● Description of the task
Copy everything from the line containing "Detect horse's hoof." down to the line containing "237,0,450,299", replacing "rider's" with "horseman's" and leaving all else unchanged.

Saved data entries:

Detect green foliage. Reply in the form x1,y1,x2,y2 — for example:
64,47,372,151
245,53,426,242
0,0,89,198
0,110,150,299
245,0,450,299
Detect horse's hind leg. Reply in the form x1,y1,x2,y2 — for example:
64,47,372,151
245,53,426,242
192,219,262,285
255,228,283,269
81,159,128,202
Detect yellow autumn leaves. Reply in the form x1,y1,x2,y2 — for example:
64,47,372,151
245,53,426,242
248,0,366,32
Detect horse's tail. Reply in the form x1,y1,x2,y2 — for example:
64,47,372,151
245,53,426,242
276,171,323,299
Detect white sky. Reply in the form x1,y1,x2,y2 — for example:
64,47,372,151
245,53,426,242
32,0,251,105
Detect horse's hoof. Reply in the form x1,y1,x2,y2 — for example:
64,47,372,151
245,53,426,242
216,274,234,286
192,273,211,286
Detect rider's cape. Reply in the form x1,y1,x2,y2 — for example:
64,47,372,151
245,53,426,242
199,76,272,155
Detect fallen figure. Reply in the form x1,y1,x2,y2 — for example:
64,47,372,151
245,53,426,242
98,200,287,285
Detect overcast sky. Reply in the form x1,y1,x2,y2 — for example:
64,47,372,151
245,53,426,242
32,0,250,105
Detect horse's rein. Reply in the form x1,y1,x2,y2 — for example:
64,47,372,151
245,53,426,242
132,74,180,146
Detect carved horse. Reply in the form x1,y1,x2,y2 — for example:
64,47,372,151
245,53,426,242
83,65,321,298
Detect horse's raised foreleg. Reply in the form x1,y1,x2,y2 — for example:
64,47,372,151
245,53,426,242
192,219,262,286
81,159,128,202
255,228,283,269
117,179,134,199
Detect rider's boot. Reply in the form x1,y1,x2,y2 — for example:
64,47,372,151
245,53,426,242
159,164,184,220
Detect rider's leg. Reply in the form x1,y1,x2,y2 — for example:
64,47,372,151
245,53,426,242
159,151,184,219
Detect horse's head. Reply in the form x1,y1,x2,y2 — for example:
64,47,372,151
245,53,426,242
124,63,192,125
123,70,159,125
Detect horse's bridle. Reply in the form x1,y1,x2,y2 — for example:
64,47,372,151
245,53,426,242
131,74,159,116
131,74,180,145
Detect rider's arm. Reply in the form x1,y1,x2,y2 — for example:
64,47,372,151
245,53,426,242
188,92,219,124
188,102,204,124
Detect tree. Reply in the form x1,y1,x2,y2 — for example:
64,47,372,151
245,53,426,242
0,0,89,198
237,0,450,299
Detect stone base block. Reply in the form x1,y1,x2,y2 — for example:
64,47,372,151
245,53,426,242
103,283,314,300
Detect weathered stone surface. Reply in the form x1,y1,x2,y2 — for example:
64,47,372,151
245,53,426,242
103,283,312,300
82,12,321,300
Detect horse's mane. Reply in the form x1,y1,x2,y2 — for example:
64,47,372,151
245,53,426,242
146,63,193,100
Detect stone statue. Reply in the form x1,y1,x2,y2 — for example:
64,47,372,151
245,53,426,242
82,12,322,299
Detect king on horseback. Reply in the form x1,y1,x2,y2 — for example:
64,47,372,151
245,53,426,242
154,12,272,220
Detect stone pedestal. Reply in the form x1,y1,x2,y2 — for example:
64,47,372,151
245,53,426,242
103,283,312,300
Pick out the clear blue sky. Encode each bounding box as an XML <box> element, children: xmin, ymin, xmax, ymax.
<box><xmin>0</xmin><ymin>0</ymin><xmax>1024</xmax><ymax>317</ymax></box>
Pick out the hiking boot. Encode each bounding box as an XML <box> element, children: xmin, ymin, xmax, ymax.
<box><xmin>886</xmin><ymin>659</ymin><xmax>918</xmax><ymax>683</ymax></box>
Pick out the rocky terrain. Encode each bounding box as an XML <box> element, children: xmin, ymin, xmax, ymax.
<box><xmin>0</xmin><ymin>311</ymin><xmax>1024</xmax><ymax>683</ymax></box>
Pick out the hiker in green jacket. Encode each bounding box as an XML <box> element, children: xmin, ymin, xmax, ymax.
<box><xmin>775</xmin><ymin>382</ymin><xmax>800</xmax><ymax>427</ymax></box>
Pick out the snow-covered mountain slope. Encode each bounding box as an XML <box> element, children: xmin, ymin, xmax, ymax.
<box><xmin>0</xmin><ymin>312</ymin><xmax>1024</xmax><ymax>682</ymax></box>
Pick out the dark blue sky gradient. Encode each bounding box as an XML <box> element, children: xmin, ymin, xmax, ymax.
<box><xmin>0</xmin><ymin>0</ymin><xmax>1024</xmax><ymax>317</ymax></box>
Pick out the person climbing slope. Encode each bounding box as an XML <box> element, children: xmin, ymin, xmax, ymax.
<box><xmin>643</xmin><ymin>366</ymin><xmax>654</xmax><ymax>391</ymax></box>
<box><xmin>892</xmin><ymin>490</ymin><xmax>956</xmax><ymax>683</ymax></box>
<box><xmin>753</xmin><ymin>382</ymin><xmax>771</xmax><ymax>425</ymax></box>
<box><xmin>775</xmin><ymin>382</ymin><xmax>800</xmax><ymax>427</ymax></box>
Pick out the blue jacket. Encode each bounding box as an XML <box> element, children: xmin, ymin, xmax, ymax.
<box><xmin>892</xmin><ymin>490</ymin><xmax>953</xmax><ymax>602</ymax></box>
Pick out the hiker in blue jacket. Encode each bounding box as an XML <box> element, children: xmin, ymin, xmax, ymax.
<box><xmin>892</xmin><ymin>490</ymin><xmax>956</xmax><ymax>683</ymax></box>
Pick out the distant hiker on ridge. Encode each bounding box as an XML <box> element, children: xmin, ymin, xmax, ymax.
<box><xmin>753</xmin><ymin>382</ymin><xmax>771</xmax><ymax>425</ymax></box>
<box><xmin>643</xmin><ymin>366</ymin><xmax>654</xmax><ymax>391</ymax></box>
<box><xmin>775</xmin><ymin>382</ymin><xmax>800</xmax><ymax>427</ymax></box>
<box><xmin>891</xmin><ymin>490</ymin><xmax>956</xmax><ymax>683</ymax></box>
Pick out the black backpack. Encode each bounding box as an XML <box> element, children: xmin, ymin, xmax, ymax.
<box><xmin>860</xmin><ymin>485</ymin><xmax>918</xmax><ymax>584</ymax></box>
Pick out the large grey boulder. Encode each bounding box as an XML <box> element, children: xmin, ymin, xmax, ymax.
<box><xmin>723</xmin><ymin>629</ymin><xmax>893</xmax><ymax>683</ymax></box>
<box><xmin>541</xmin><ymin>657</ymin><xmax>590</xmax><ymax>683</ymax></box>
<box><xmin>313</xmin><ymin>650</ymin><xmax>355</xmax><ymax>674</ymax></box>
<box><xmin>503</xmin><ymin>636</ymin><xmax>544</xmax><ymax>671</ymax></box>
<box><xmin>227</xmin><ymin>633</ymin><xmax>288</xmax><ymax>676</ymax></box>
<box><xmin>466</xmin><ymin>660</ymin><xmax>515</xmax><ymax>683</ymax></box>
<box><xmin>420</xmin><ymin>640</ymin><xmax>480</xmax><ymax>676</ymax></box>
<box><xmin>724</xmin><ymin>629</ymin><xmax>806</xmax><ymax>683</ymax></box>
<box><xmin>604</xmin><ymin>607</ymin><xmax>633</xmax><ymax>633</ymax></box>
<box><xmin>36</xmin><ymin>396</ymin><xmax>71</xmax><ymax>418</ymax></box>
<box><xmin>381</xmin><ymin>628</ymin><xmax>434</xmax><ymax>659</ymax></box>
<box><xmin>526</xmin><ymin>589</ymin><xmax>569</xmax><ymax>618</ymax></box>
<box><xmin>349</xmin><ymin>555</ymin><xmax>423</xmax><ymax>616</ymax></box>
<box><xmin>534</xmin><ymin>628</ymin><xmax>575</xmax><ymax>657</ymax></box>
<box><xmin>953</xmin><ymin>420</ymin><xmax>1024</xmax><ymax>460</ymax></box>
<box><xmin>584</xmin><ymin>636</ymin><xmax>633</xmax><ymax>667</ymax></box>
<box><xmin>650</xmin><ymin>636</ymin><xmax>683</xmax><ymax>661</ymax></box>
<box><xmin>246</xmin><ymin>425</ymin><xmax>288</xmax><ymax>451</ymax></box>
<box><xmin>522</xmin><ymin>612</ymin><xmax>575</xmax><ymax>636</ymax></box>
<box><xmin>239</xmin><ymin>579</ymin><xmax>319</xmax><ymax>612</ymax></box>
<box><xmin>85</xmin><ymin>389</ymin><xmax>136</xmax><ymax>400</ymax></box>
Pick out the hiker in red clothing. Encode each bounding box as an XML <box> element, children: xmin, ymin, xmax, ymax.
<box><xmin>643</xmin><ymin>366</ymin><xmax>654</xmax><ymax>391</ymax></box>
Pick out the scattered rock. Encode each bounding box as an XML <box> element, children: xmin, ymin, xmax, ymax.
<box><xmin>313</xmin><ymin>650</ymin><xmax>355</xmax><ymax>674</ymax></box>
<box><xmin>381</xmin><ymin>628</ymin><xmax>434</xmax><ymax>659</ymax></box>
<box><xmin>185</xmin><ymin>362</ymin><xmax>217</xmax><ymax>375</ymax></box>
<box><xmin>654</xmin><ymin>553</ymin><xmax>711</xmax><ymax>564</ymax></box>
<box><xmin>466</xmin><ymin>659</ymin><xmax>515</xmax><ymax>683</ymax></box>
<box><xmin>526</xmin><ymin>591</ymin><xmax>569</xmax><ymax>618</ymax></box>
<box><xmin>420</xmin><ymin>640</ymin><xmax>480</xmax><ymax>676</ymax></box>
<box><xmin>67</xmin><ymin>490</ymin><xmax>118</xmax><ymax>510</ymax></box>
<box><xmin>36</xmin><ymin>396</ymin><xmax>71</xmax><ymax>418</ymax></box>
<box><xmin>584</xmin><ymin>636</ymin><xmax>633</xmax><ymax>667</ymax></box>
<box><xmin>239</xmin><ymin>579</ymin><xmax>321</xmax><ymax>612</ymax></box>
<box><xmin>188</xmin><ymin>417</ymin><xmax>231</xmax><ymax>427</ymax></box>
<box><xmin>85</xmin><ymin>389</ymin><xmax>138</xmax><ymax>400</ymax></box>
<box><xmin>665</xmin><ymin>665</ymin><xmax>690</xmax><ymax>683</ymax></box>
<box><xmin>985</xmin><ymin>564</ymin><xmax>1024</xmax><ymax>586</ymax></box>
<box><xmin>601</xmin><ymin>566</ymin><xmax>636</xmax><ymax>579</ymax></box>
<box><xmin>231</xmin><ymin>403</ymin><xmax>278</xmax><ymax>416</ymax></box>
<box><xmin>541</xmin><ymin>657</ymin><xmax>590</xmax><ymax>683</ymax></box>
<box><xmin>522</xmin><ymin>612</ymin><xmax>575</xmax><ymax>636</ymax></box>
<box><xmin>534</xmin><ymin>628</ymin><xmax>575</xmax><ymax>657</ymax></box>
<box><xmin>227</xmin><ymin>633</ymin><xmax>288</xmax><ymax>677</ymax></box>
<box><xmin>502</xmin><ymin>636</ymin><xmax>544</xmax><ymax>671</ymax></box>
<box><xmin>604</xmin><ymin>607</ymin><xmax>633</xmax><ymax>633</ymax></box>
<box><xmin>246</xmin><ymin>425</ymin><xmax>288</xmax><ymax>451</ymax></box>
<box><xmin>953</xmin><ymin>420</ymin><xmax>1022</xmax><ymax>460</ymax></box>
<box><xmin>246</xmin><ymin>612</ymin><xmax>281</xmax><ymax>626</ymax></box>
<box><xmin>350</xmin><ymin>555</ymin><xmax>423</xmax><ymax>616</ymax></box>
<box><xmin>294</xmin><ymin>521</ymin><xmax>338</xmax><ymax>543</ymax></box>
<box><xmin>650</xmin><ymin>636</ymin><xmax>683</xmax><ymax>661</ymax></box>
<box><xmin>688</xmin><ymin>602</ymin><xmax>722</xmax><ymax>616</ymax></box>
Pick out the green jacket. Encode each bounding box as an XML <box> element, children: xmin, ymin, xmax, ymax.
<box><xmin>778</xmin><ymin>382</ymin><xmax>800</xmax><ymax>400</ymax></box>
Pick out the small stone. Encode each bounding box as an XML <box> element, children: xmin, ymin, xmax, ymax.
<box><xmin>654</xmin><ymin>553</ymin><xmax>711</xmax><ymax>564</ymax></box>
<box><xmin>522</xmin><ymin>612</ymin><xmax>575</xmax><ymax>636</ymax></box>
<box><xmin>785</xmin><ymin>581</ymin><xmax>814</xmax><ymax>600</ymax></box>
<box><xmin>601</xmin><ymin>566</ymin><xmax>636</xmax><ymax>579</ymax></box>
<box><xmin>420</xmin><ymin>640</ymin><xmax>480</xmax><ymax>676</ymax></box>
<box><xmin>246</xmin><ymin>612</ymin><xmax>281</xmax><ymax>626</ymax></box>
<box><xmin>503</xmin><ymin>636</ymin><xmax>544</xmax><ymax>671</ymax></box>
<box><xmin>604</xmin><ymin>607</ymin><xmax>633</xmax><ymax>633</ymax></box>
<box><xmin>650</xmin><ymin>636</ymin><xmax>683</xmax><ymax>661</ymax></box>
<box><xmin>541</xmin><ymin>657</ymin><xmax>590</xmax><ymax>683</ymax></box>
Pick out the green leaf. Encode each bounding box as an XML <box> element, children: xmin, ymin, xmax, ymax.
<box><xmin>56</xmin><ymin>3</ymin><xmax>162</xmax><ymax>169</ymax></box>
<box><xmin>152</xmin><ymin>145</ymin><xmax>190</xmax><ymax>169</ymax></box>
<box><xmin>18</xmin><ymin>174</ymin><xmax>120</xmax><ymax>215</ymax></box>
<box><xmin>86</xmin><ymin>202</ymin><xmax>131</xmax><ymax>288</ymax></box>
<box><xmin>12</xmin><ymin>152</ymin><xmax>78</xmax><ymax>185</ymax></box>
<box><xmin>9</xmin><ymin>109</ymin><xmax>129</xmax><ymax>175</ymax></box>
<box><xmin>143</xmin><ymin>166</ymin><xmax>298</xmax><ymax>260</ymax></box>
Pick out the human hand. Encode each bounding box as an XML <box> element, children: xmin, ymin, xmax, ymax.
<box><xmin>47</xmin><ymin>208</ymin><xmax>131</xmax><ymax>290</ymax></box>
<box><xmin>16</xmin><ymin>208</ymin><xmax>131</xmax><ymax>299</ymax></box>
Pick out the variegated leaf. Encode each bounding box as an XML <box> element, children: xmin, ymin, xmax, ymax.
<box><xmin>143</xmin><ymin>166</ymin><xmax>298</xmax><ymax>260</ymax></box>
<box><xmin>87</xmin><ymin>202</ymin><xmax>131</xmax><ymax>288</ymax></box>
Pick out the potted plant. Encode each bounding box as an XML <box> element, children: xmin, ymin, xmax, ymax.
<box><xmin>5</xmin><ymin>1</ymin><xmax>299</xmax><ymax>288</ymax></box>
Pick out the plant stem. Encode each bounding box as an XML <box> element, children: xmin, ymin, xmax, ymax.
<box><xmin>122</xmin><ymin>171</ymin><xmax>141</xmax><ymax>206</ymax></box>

● Correct answer
Detect horse's hoof. Reply in the form x1,y1,x2,y2 — for example:
64,47,372,151
245,53,426,242
216,274,234,286
192,273,211,286
Detect horseman's cape. Reply in the form x1,y1,x2,y2 — for example:
64,47,372,151
245,53,426,242
199,76,272,155
Detect fallen figure. Reply in the form x1,y1,x2,y2 — for example:
64,47,372,151
245,53,426,242
98,200,287,285
Detect overcast sky. Reply in the form x1,y1,x2,y2 — for example:
64,47,372,151
245,53,426,242
32,0,250,105
Detect horse's rein. Reply in the form x1,y1,x2,y2 — for example:
64,47,372,151
245,53,426,242
132,74,180,146
Detect carved horse. Reply in the form x1,y1,x2,y2 — for example:
64,47,372,151
245,53,426,242
83,65,321,298
Detect horse's raised foreleg. Reply in the form x1,y1,x2,y2 — for example:
64,47,372,151
245,53,426,242
192,219,262,286
81,159,128,202
255,228,283,269
117,179,134,199
Detect horseman's boot. Reply in the form x1,y1,x2,y2 — for example:
64,47,372,151
245,53,426,242
159,164,184,220
Detect horseman's leg. Reply in the form x1,y1,x2,y2 — for example:
64,47,372,151
245,53,426,242
159,151,184,219
Detect horse's head. Reply in the form x1,y1,x2,y2 — for example:
64,47,372,151
245,53,426,242
124,63,192,125
123,70,159,125
Detect horse's bridle. Reply in the form x1,y1,x2,y2 — for example:
64,47,372,151
245,53,426,242
131,74,159,116
131,74,180,145
Detect horseman's arm. Reply in the form x1,y1,x2,y2 — for example:
64,47,372,151
245,53,426,242
188,92,219,124
188,102,204,124
Detect tree. Reply in the form x1,y1,x2,y2 — for example:
64,47,372,151
245,53,426,242
0,0,89,198
237,0,450,299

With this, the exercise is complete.